§ **DATA**
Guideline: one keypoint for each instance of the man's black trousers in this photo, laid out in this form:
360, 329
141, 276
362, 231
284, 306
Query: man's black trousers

§ **AIM OF THE TASK**
Your reply must repeat the entries above exactly and in full.

§ **EXERCISE RESPONSE**
Guideline: one keypoint for each instance of the man's black trousers in this photo, laid out in this form:
360, 329
141, 276
362, 231
284, 306
Query: man's black trousers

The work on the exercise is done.